- [STORED ROWS]
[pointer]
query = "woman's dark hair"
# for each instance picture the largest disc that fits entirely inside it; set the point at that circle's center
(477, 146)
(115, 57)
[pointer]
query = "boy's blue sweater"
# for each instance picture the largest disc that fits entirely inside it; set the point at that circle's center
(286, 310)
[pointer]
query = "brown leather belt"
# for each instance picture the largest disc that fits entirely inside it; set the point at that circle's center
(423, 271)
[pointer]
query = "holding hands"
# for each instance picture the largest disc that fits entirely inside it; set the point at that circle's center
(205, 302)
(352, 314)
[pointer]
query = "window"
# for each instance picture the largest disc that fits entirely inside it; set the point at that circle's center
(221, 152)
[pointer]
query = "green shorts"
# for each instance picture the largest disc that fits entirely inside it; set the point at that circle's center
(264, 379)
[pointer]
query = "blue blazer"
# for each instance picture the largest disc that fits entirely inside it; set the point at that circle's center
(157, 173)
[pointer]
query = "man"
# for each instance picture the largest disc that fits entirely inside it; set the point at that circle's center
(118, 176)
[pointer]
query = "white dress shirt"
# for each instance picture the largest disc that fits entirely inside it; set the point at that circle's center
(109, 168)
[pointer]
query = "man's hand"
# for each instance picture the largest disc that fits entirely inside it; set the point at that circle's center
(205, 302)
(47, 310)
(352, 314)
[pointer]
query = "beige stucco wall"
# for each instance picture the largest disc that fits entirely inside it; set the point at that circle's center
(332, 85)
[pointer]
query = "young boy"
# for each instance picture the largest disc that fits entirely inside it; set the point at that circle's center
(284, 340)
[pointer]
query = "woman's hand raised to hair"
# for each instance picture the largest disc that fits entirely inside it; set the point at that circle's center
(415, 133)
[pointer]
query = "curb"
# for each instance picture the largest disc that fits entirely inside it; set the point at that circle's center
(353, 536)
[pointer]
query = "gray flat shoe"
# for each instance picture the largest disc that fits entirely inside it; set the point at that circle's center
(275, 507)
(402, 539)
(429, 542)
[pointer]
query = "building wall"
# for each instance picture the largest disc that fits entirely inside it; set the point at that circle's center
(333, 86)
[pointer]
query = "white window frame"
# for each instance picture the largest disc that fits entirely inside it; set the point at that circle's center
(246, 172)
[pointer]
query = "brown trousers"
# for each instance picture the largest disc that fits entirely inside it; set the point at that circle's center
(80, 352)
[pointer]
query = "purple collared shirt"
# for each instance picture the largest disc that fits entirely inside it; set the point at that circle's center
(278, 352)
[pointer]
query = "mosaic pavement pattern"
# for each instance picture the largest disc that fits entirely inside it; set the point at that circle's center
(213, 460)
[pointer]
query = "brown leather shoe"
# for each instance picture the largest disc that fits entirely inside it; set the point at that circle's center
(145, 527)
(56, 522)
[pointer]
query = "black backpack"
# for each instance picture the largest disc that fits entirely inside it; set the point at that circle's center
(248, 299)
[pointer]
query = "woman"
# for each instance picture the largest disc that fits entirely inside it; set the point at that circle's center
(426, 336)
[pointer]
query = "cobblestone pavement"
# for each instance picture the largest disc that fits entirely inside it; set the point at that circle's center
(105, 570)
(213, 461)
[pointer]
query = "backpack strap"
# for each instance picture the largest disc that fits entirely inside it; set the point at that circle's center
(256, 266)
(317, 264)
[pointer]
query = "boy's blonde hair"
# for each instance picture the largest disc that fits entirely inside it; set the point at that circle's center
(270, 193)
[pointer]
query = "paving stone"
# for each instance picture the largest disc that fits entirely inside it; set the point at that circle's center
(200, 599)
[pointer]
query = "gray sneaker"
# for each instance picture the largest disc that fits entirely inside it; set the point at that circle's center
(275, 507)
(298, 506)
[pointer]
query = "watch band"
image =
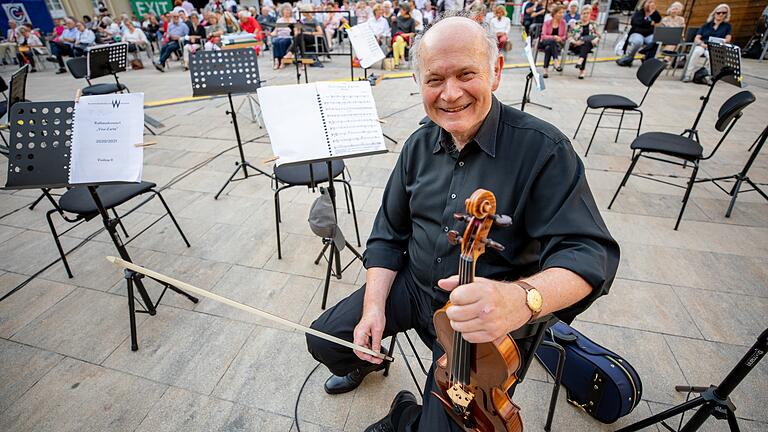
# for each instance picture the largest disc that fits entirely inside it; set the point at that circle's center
(528, 287)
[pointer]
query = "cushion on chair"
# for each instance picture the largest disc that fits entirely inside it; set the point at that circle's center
(300, 175)
(103, 88)
(669, 144)
(610, 101)
(78, 200)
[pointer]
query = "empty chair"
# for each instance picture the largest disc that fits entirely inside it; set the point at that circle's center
(660, 146)
(646, 74)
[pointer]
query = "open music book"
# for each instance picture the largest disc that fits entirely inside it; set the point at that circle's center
(321, 121)
(105, 132)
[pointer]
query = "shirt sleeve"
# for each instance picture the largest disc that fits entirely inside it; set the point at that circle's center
(563, 216)
(391, 231)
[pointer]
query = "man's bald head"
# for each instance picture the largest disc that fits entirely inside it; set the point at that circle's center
(460, 29)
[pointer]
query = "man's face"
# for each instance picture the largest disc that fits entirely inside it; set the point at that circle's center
(456, 81)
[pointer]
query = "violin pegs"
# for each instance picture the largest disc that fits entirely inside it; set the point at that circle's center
(494, 245)
(502, 221)
(454, 237)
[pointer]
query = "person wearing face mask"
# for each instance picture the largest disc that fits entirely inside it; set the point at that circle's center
(641, 33)
(717, 26)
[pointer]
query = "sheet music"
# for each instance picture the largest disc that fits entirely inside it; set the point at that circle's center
(350, 113)
(365, 45)
(104, 133)
(320, 121)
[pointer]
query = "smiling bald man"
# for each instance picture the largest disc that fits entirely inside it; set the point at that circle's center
(558, 247)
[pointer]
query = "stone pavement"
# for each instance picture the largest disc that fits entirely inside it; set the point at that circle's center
(684, 308)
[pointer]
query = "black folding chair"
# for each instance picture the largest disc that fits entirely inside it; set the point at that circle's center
(78, 67)
(647, 74)
(684, 148)
(310, 175)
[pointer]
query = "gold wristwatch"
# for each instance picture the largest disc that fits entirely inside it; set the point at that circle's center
(533, 298)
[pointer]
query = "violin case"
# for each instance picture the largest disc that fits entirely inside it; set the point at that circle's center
(596, 379)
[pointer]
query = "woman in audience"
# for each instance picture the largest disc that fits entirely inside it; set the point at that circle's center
(572, 14)
(281, 36)
(499, 26)
(717, 26)
(552, 38)
(403, 29)
(641, 32)
(583, 38)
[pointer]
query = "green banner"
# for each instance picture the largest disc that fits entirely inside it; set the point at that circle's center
(159, 7)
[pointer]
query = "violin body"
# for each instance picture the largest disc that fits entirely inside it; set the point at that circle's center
(473, 379)
(491, 409)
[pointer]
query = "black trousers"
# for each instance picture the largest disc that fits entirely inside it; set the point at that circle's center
(551, 51)
(408, 307)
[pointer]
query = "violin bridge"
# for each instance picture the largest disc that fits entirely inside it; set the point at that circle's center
(459, 396)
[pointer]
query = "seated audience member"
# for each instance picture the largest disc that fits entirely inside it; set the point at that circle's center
(403, 29)
(717, 26)
(28, 41)
(533, 13)
(177, 30)
(194, 39)
(281, 36)
(583, 37)
(552, 39)
(572, 14)
(641, 32)
(499, 27)
(85, 39)
(65, 46)
(379, 26)
(136, 39)
(8, 46)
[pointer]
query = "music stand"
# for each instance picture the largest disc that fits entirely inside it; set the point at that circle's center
(39, 158)
(725, 64)
(227, 72)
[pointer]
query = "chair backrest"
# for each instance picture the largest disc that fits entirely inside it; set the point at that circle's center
(668, 35)
(611, 25)
(690, 34)
(731, 109)
(78, 67)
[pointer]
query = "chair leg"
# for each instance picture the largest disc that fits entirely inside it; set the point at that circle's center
(579, 126)
(618, 130)
(687, 193)
(594, 132)
(173, 219)
(626, 177)
(58, 243)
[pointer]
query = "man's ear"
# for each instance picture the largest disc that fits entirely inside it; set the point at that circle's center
(499, 65)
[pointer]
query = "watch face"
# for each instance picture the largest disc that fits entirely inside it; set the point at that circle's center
(534, 300)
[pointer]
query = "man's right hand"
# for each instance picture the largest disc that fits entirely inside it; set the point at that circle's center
(368, 333)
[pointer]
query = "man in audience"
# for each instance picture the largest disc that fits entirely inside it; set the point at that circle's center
(65, 46)
(176, 32)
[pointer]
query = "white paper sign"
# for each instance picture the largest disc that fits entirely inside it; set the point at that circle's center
(105, 130)
(365, 45)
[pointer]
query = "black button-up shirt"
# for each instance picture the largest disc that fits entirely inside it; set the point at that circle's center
(538, 181)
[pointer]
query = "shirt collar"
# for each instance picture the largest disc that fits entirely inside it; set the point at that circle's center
(485, 137)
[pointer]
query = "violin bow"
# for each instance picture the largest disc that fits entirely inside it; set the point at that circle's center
(199, 291)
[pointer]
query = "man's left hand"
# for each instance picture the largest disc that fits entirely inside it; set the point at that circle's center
(485, 310)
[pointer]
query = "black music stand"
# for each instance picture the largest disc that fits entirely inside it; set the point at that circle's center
(39, 158)
(227, 72)
(714, 400)
(725, 64)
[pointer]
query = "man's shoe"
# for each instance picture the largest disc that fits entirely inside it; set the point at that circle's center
(343, 384)
(388, 424)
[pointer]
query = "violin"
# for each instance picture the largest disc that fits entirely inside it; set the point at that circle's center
(473, 379)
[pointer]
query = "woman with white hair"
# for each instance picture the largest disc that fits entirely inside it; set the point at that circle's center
(717, 26)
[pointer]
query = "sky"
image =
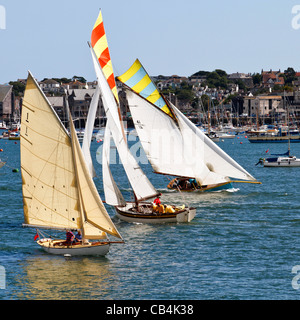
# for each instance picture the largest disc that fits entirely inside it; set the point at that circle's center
(169, 37)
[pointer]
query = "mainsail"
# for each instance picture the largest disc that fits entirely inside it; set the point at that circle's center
(58, 191)
(177, 147)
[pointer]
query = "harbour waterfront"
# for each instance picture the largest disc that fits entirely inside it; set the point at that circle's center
(242, 244)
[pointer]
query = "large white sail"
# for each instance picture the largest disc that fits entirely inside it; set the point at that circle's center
(141, 186)
(88, 132)
(58, 191)
(214, 158)
(178, 147)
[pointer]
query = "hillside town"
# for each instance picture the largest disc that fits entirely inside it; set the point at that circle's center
(237, 98)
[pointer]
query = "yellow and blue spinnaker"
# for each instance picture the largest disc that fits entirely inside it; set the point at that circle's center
(139, 81)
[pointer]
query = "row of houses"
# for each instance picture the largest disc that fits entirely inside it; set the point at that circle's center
(79, 96)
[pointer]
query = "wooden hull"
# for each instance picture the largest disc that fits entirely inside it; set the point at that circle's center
(128, 214)
(295, 163)
(56, 247)
(213, 187)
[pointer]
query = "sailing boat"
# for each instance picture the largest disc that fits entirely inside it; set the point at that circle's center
(173, 144)
(58, 192)
(285, 159)
(138, 210)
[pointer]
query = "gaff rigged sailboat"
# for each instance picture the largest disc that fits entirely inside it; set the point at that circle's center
(173, 144)
(58, 192)
(139, 210)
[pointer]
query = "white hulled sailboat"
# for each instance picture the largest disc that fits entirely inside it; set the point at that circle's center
(173, 144)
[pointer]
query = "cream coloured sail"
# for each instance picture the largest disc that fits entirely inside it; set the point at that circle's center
(142, 187)
(58, 191)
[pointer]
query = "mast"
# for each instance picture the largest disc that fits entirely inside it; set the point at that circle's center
(288, 123)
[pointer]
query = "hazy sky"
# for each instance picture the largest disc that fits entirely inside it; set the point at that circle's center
(49, 38)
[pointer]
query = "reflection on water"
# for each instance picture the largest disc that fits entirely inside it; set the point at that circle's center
(54, 277)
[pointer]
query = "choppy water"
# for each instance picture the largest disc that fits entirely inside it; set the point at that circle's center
(242, 244)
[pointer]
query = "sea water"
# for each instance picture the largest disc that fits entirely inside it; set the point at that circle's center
(243, 243)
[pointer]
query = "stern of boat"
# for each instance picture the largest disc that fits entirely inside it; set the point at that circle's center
(187, 215)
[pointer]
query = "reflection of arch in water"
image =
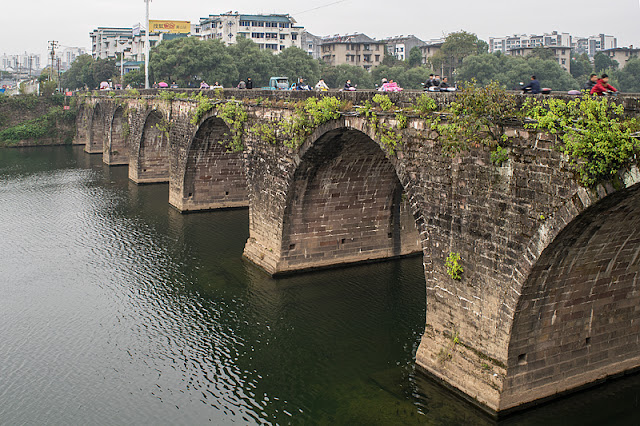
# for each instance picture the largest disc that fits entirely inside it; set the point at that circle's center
(210, 177)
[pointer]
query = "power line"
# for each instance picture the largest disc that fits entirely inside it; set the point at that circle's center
(319, 7)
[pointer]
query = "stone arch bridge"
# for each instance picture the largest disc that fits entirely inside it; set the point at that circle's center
(549, 300)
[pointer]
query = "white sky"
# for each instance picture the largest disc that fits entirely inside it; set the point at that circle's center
(27, 25)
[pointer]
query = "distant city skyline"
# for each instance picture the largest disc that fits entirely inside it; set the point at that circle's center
(71, 21)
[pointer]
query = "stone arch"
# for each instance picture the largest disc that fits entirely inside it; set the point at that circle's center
(345, 201)
(117, 149)
(97, 131)
(577, 318)
(83, 126)
(153, 149)
(210, 177)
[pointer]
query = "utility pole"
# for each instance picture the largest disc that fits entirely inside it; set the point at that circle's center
(53, 44)
(146, 48)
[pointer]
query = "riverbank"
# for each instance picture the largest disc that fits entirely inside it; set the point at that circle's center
(28, 120)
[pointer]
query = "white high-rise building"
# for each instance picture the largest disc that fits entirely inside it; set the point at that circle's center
(271, 32)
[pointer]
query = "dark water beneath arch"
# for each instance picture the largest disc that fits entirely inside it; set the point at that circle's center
(116, 309)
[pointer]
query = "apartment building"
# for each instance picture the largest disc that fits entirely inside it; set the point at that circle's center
(561, 53)
(430, 48)
(622, 54)
(516, 41)
(353, 49)
(271, 32)
(22, 62)
(106, 42)
(593, 44)
(400, 46)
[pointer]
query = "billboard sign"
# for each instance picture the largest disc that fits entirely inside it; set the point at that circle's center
(174, 27)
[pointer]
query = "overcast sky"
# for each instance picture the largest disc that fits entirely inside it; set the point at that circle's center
(27, 25)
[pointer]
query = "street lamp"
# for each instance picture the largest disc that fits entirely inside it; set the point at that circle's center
(146, 47)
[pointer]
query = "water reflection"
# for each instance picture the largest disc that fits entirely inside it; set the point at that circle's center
(115, 308)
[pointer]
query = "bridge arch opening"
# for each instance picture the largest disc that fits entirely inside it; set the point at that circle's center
(96, 137)
(153, 157)
(118, 150)
(212, 177)
(345, 204)
(83, 128)
(578, 316)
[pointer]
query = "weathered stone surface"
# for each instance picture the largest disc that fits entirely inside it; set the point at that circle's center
(548, 299)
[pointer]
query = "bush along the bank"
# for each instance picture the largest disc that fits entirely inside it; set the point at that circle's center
(50, 125)
(594, 133)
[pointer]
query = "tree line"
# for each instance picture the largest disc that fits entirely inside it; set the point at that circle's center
(462, 57)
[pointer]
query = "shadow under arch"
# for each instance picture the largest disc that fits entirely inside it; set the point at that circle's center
(208, 176)
(83, 125)
(96, 131)
(152, 159)
(345, 202)
(577, 319)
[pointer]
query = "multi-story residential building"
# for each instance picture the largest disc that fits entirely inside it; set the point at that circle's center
(107, 41)
(504, 44)
(430, 48)
(593, 44)
(68, 55)
(271, 32)
(312, 44)
(22, 63)
(622, 54)
(400, 46)
(353, 49)
(561, 53)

- [PROBLEM] Extract every line of the listing above that contains the string "audience", treating uppercase and lowercase letters as distinct.

- [WORKED ANSWER]
query = "woman in audience"
query = "seated audience member"
query = "man in audience"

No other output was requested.